> [The request]
In the data below, change every "vehicle" to "truck" and keep everything else the same.

> [Input rows]
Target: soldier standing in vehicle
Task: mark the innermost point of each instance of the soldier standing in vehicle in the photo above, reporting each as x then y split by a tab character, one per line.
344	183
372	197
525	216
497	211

> [Solved exercise]
Target: soldier standing in truck
Task: mark the innermost point of each instance of the soldier standing in truck in the photo above, reporting each as x then y split by a tab character, one per line.
344	183
372	197
525	216
497	211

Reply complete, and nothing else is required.